# [About this exercise]
Please repeat every line below exactly, from the first to the last.
(The data begins)
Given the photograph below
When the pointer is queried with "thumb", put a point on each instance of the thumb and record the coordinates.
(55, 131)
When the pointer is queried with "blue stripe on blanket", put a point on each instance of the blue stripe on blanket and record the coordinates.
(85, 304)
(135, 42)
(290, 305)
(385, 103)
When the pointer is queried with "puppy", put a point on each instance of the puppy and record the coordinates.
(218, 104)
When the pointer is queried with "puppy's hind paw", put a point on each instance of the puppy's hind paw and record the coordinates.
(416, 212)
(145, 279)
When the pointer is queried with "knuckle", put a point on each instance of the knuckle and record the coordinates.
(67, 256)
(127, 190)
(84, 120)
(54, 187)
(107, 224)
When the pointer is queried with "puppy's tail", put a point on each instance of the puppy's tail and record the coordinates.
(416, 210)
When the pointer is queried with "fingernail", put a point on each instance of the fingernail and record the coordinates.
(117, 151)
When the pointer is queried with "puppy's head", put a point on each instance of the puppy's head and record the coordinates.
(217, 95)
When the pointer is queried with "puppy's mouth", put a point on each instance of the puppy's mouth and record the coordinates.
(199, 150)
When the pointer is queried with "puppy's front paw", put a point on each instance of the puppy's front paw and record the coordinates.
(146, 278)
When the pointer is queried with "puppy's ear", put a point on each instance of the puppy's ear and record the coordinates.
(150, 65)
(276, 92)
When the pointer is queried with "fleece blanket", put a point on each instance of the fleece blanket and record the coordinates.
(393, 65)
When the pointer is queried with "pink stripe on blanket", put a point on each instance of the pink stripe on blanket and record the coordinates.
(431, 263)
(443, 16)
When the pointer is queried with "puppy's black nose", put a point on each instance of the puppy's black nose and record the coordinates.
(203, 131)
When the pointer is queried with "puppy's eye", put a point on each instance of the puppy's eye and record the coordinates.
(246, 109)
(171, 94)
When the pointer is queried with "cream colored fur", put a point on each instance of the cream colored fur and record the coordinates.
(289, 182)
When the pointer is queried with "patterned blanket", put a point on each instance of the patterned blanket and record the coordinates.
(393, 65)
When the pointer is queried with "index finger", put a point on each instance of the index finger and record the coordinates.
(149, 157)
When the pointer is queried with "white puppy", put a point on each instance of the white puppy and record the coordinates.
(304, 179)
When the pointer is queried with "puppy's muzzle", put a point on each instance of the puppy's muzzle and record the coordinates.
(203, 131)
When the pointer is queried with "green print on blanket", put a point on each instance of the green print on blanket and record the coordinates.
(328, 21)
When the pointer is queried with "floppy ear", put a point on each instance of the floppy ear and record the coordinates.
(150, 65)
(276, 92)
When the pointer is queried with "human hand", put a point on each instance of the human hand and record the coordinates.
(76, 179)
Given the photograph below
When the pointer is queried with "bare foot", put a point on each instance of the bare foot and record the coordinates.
(The data ends)
# [Exercise solution]
Given the photograph below
When the pointer is queried with "thumb", put a point on each instance of the thumb and record the coordinates.
(55, 131)
When the pointer is queried with "blue stripe on blanket", put a point on each instance of the blue stripe on blanket and record the coordinates.
(85, 304)
(135, 42)
(290, 305)
(385, 103)
When the pointer is queried with "puppy", put a point on each instance of the puppy and record the coordinates.
(218, 104)
When the pointer is queried with "puppy's hind paw", put a point on each instance of the puppy's hind paw and record the coordinates.
(416, 212)
(145, 279)
When the pointer is queried with "knuckle", put a point on each instance of the knuckle and record the coordinates.
(67, 256)
(127, 190)
(84, 120)
(54, 187)
(107, 224)
When the pointer is queried with "puppy's tail", put a point on each instance of the puppy's tail and record the coordinates.
(416, 210)
When the pointer is queried with "fingernail", put a point on each instance of the fingernail and record the coordinates.
(117, 151)
When the pointer is queried with "puppy's head", put a point on each instance of the puppy's head and record the coordinates.
(217, 95)
When the pointer is queried with "puppy's mouth", put a point on each instance of the puppy's mouth and record the coordinates.
(199, 150)
When the pointer is queried with "puppy's front paw", put a point on each instance of the puppy's front paw and record the coordinates.
(146, 278)
When the pointer is queried with "puppy's ear", put a point on each instance of the puppy's ear and record the coordinates.
(150, 65)
(276, 92)
When the pointer is queried with "fleece blanket", put a point on each instance of the fleece blanket and record the coordinates.
(393, 65)
When the pointer is queried with "pink stripe on blanket", put a point on each instance of the pink stripe on blanket and record the coordinates.
(431, 263)
(443, 16)
When the pointer is queried with "puppy's black nose", put a point on each instance of the puppy's black nose and record the coordinates.
(203, 131)
When the pointer is queried with "puppy's eye", put a point on each instance of the puppy's eye and record the coordinates.
(246, 109)
(171, 94)
When the pointer is queried with "cream colored fur", put a point on each instance of the cream colored fur and record the coordinates.
(289, 182)
When the pointer is queried with "patterned blanket", put a point on each instance of the patterned blanket and record the coordinates.
(393, 65)
When the pointer is queried with "index finger", put a point on each instance of the index finger and record the coordinates.
(149, 157)
When the pointer is queried with "white puppy", put a point on each instance of the white puppy and record the coordinates.
(304, 179)
When the pointer is queried with "puppy's muzzle", put a point on each instance of the puppy's muzzle and record the coordinates.
(203, 131)
When the pointer is queried with "green print on blanket", put a point on each instance of the green print on blanket and record the coordinates.
(328, 21)
When the pointer is queried with "floppy ear", put a point on each instance of the floppy ear and record the coordinates.
(150, 65)
(276, 92)
When the pointer is queried with "human hand", put a point on each instance of the human hand and record the coordinates.
(76, 179)
Given the photograph below
When the pointer is queried with "bare foot", put a point on each instance of the bare foot and record the coordinates.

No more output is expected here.